- _Assignment_:
Quote the listing below in its entirety, omitting every image.

────────

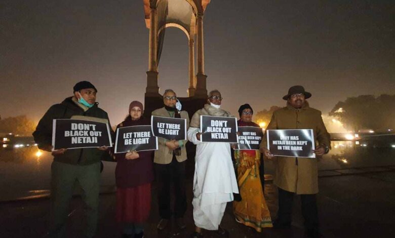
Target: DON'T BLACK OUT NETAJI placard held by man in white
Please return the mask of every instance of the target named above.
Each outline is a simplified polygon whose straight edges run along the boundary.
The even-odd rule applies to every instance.
[[[201,142],[238,143],[236,117],[200,116]]]

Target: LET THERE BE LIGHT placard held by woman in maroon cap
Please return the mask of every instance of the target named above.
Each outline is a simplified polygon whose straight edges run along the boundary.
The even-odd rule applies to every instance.
[[[152,135],[151,126],[131,126],[116,129],[115,153],[155,149],[157,149],[157,137]]]

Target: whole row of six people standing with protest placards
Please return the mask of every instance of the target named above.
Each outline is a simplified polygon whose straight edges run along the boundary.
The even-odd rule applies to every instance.
[[[73,96],[51,106],[33,133],[38,147],[52,151],[54,155],[51,166],[49,235],[66,235],[65,222],[75,182],[78,182],[84,191],[87,218],[84,235],[95,235],[99,206],[100,161],[105,154],[111,154],[117,163],[116,219],[123,223],[124,237],[144,236],[143,226],[150,214],[151,183],[154,176],[161,217],[157,228],[165,229],[172,217],[179,228],[185,228],[187,140],[158,138],[159,147],[154,151],[113,153],[112,148],[105,146],[53,150],[51,142],[54,119],[78,118],[110,125],[107,113],[98,107],[96,93],[97,89],[90,82],[77,83],[73,88]],[[314,153],[323,155],[330,149],[330,137],[322,122],[321,112],[310,108],[305,101],[310,96],[311,94],[305,92],[301,86],[291,87],[288,94],[283,97],[287,101],[287,106],[273,113],[267,129],[313,129],[314,138],[319,143]],[[192,237],[203,237],[203,229],[216,230],[219,235],[228,237],[229,232],[223,229],[220,223],[226,204],[233,200],[236,221],[253,227],[258,232],[263,227],[290,227],[292,199],[295,193],[301,194],[306,235],[319,236],[315,199],[315,194],[318,193],[316,159],[273,156],[266,148],[265,136],[262,138],[260,150],[239,150],[229,143],[201,142],[201,115],[234,117],[221,108],[222,96],[218,90],[209,93],[207,104],[193,114],[190,122],[188,113],[181,109],[173,90],[165,91],[163,101],[164,107],[154,110],[152,115],[186,119],[187,139],[196,145],[192,199],[195,230]],[[143,104],[132,101],[128,115],[117,128],[150,125],[149,118],[145,118],[143,112]],[[253,109],[249,104],[239,108],[239,115],[238,126],[259,127],[252,122]],[[279,210],[273,224],[263,195],[261,152],[275,164],[273,181],[279,189]],[[173,209],[170,194],[172,185],[175,197]]]

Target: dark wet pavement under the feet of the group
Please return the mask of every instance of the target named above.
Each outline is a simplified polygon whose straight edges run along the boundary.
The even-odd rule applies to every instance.
[[[393,237],[395,232],[395,167],[392,170],[371,170],[367,173],[345,173],[322,176],[318,194],[320,227],[323,237]],[[266,181],[265,198],[272,219],[277,213],[277,187]],[[180,230],[172,222],[163,231],[156,229],[160,220],[156,187],[152,187],[151,214],[144,227],[144,237],[189,237],[194,229],[192,217],[192,179],[187,178],[188,209],[186,228]],[[81,237],[84,227],[83,203],[76,196],[71,201],[67,222],[69,237]],[[122,227],[115,221],[115,194],[100,195],[100,211],[96,237],[121,237]],[[42,197],[25,201],[0,203],[0,237],[45,237],[49,223],[49,199]],[[303,218],[299,196],[294,199],[293,222],[290,229],[264,228],[262,232],[237,223],[228,203],[221,223],[229,237],[303,237]],[[219,237],[205,231],[206,238]]]

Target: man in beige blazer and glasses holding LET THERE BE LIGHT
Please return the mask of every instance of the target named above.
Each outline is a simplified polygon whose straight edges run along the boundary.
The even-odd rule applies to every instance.
[[[189,127],[188,112],[181,111],[176,107],[177,95],[171,90],[165,90],[163,95],[164,107],[152,111],[152,115],[175,117],[186,119],[186,127]],[[179,104],[180,105],[180,104]],[[159,215],[161,220],[157,228],[163,230],[169,224],[174,215],[176,224],[179,228],[185,228],[184,214],[186,211],[186,193],[185,193],[185,161],[186,161],[186,140],[165,140],[157,138],[158,149],[155,150],[154,165],[156,172],[156,182],[158,186],[158,204]],[[174,184],[174,211],[170,206],[170,190]]]

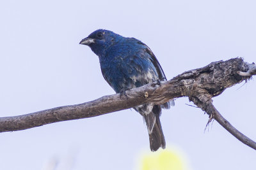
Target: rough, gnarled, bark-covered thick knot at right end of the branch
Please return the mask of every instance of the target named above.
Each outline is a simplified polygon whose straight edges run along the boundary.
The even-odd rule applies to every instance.
[[[212,62],[200,69],[186,71],[176,78],[182,83],[182,94],[189,97],[199,108],[214,118],[212,97],[220,95],[228,87],[252,77],[256,72],[255,64],[244,62],[241,58]],[[208,124],[209,124],[208,122]]]

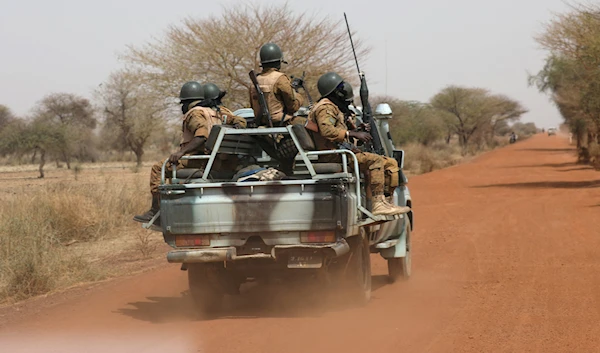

────────

- _Solution for this task_:
Target: DON'T BLACK OUT NETAJI placard held by man in white
Please return the mask of every instance of the target named above.
Each outline is a simplified polygon whose straight edges run along the boundary.
The even-odd rule applies to every instance.
[[[201,142],[238,143],[236,117],[200,116]]]

Target: LET THERE BE LIGHT placard held by woman in maroon cap
Please return the mask of every instance of the target named above.
Each outline is a simplified polygon whose straight edges run along the boundary.
The even-odd rule applies to every instance.
[[[152,135],[151,126],[131,126],[116,129],[115,153],[155,149],[157,149],[157,137]]]

Target: whole row of six people standing with protest placards
Please return the mask of every instance of the target named above.
Each outline is a simplified polygon whose straight edges run along the boundary.
The even-odd rule applies to every instance.
[[[73,96],[51,106],[33,133],[38,147],[52,151],[54,155],[51,166],[49,235],[66,235],[65,222],[75,182],[78,182],[84,191],[87,218],[84,235],[95,235],[99,206],[100,161],[105,154],[111,154],[117,163],[116,219],[123,223],[124,237],[144,236],[143,226],[150,214],[151,183],[154,176],[161,217],[157,228],[165,229],[172,217],[179,228],[185,228],[187,140],[158,138],[159,147],[154,151],[113,153],[112,148],[105,146],[53,150],[51,142],[54,119],[78,118],[110,125],[107,113],[98,107],[96,93],[97,89],[90,82],[77,83],[73,88]],[[314,153],[323,155],[330,149],[330,137],[322,122],[321,112],[310,108],[305,101],[310,96],[311,94],[305,92],[301,86],[291,87],[288,94],[283,97],[287,101],[287,106],[273,113],[267,129],[313,129],[314,138],[319,143]],[[192,237],[203,237],[203,229],[216,230],[219,235],[228,237],[229,232],[223,229],[220,223],[226,204],[233,200],[236,221],[253,227],[258,232],[263,227],[290,227],[292,199],[295,193],[301,194],[306,235],[319,236],[315,199],[315,194],[318,193],[316,159],[273,156],[266,148],[265,136],[262,138],[260,150],[239,150],[229,143],[201,142],[201,115],[234,117],[221,108],[222,96],[218,90],[209,93],[207,104],[193,114],[190,122],[188,113],[181,109],[173,90],[165,91],[163,101],[164,107],[154,110],[152,115],[186,119],[187,139],[196,145],[192,199],[195,230]],[[143,104],[132,101],[128,115],[117,128],[150,125],[149,118],[145,118],[143,112]],[[253,109],[249,104],[239,108],[239,115],[238,126],[259,127],[252,122]],[[279,210],[273,224],[263,195],[261,152],[275,164],[273,181],[279,189]],[[173,209],[170,194],[172,185],[175,197]]]

Target: dark wet pavement under the feet of the group
Please return the mask of every instance of the target named above.
Each outline is a simplified polygon whose straight edges run along the boundary.
The even-odd rule applies to every instance.
[[[393,237],[395,232],[395,167],[392,170],[371,170],[367,173],[345,173],[322,176],[318,194],[320,227],[323,237]],[[266,181],[265,198],[272,219],[277,213],[277,187]],[[180,230],[172,222],[163,231],[156,229],[160,220],[156,187],[152,187],[151,214],[144,227],[144,237],[189,237],[194,229],[192,217],[192,179],[187,178],[188,209],[186,228]],[[81,237],[84,227],[83,203],[76,196],[71,201],[67,222],[69,237]],[[122,227],[115,221],[115,194],[100,195],[100,211],[96,237],[121,237]],[[42,197],[25,201],[0,203],[0,237],[45,237],[49,223],[49,199]],[[303,218],[299,196],[294,199],[293,222],[290,229],[264,228],[262,232],[237,223],[228,203],[221,223],[229,237],[303,237]],[[219,237],[205,231],[206,238]]]

Target: man in beige blazer and glasses holding LET THERE BE LIGHT
Please return the mask of every instance of the target named above.
Each outline is a simplified polygon whose straight edges run along the boundary.
The even-odd rule applies to every instance.
[[[189,127],[188,112],[181,111],[176,107],[177,95],[171,90],[165,90],[163,95],[164,107],[152,111],[152,115],[175,117],[186,119],[186,127]],[[179,104],[180,105],[180,104]],[[159,215],[161,220],[157,228],[163,230],[169,224],[174,215],[176,224],[179,228],[185,228],[184,214],[186,211],[186,193],[185,193],[185,161],[186,161],[186,140],[165,140],[157,138],[158,149],[155,150],[154,165],[156,172],[156,182],[158,186],[158,204]],[[174,184],[174,211],[170,206],[170,190]]]

Target: rough, gnarled, bark-covered thick knot at right end of the branch
Please return the mask of every instance of the target named above.
Each outline is a simplified polygon whose straight edges run along the boundary.
The even-odd rule applies to every instance.
[[[212,62],[200,69],[186,71],[176,78],[182,83],[182,94],[189,97],[199,108],[214,118],[212,97],[220,95],[228,87],[252,77],[256,72],[255,64],[244,62],[241,58]],[[208,124],[209,124],[208,122]]]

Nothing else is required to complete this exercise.